[Supplied text]:
“This was always an experiment,” says writer-director Tina Satter, several days before her play “Is This A Room” is set to begin previews on Broadway. “And this continues the next stage of the experiment.”
It’s been a year and a half since her work was performed live for audiences onstage, and since then, the play has taken on new resonance. Actress Emily Davis portrays whistleblower (and Air Force veteran) Reality Winner, who was arrested for leaking an intelligence report about Russian interference in the 2016 U.S. election. The script for “Is This A Room” is the transcript of the surprise FBI interrogation on the day of her arrest, presented in its totality.
“This show is such an amazing conversation. It’s almost like a period piece in Trump’s America: one afternoon in Augusta, Georgia in May 2017,” says Satter, who produced the play through her independent theater company Half Straddle. “It’s interesting to think about what theatrical work can do to show what a very specific moment in American life has felt like,” she adds. “Who gets punished and who has access to the information? And the crazy high-security state we have now where all these people like Reality have super high clearance levels, but are civilians. It’s fascinating stuff. It’s all at play daily now in American life.”
The experimental black box play premiered at The Kitchen before heading Off-Broadway to the Vineyard Theater; the production prepared for an international tour before the pandemic nixed those plans. With performances paused and her teaching work remote, Satter — who was named a Guggenheim fellowship recipient in April 2020 — headed to Vermont, where she spent a good chunk of the pandemic with her partner.

[Given information]:
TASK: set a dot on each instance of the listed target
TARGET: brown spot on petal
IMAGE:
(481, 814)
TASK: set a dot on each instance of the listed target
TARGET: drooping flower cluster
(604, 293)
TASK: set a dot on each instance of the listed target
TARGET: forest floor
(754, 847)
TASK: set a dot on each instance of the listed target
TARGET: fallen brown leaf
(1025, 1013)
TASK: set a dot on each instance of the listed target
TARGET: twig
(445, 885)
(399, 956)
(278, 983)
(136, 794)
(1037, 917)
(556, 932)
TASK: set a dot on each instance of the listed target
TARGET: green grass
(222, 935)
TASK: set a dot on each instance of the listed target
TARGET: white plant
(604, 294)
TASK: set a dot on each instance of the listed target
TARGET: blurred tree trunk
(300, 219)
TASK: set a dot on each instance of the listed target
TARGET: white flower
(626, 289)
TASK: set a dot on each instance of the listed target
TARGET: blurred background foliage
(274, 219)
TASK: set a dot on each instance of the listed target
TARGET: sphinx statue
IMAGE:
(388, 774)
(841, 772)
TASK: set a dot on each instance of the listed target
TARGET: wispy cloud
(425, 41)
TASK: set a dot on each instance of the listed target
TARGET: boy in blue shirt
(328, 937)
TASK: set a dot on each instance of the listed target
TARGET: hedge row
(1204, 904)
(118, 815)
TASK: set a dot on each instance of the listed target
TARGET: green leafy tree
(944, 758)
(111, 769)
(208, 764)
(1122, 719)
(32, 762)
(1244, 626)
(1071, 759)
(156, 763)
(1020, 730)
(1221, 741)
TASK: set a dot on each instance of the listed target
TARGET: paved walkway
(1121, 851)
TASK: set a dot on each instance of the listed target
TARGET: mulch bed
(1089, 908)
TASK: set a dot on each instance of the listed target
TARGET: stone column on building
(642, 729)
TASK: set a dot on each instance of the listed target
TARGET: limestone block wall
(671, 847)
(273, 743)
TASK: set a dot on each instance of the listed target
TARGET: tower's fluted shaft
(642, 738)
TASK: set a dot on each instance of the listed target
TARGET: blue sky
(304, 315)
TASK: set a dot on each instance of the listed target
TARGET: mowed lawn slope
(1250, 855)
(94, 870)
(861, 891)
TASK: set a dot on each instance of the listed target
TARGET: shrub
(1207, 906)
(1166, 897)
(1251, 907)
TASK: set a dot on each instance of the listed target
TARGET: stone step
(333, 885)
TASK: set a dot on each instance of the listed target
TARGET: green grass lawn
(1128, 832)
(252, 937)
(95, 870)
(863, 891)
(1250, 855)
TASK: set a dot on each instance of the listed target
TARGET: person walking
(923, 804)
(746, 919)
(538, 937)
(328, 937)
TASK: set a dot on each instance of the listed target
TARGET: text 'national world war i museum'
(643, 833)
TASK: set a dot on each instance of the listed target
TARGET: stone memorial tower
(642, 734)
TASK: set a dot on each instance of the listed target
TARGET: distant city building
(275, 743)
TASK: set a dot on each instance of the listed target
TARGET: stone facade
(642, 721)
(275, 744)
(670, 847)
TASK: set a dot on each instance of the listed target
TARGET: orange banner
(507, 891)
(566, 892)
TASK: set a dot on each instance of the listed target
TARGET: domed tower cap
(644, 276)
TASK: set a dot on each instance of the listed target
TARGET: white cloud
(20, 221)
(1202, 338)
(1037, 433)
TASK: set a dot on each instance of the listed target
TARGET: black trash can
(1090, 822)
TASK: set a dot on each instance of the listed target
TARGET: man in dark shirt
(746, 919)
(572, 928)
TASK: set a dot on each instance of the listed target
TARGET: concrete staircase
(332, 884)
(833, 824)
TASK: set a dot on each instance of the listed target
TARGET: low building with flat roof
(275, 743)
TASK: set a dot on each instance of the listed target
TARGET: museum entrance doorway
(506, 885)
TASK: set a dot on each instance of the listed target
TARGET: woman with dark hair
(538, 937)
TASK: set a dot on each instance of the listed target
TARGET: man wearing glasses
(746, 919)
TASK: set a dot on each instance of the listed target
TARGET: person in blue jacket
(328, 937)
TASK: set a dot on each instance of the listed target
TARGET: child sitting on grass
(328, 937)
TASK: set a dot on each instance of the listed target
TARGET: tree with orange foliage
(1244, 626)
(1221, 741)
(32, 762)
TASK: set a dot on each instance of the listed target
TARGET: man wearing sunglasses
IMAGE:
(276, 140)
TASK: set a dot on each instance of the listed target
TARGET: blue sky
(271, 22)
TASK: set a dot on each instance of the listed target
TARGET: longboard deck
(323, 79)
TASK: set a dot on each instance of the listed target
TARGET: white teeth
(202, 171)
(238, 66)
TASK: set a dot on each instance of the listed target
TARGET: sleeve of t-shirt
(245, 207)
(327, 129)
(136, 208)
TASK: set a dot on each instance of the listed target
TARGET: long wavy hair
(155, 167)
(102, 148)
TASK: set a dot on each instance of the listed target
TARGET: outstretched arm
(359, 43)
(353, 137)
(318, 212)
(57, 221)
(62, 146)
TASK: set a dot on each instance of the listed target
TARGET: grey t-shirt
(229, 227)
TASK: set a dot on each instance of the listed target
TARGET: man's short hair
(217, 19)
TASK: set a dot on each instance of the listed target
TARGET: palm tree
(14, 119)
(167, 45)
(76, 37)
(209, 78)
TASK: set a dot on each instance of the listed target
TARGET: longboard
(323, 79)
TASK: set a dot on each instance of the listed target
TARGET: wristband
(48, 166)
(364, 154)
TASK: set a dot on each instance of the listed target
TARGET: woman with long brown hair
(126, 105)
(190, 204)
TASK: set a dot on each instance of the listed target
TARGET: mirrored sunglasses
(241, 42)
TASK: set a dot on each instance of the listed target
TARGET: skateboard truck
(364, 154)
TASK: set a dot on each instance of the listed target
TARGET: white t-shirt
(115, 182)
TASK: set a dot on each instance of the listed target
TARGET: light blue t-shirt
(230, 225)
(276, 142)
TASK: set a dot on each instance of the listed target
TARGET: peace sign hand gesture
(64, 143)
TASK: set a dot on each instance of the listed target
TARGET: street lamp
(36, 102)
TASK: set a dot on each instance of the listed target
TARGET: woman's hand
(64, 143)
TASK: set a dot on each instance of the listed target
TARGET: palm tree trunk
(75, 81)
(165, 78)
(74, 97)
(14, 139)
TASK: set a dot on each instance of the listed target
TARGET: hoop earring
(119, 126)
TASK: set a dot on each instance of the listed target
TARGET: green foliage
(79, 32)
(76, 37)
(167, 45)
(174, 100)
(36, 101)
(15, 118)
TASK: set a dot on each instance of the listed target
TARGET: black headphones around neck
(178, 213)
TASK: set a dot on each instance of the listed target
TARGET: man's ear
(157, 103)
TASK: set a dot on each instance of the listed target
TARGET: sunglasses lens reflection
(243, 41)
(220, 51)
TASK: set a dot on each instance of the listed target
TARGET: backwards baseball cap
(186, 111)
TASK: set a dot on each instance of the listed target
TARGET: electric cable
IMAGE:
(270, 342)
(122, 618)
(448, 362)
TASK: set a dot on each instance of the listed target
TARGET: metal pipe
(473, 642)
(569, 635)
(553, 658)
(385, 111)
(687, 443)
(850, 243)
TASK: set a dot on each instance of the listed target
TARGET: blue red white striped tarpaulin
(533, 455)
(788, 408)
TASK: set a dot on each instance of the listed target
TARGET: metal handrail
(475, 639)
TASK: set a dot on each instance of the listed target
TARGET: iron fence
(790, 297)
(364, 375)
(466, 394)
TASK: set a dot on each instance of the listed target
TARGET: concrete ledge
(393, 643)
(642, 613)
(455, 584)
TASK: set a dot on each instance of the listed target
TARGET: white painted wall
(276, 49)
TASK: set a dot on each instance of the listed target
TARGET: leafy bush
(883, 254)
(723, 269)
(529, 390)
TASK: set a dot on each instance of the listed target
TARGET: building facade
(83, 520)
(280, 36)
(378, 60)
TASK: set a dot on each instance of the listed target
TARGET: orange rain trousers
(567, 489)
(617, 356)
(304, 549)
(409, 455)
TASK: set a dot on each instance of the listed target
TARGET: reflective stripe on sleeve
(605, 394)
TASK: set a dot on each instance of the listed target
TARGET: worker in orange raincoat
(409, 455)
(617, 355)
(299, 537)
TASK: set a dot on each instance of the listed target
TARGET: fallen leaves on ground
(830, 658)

[Requirement]:
Answer these questions using the article on "Is This A Room":
1. What is the play's script made from?
2. Where did the play premiere?
3. When was Tina Satter named a Guggenheim fellowship recipient?

[Output below]:
1. The transcript of the surprise FBI interrogation on the day of Reality Winner's arrest, presented in its totality.
2. The Kitchen.
3. April 2020.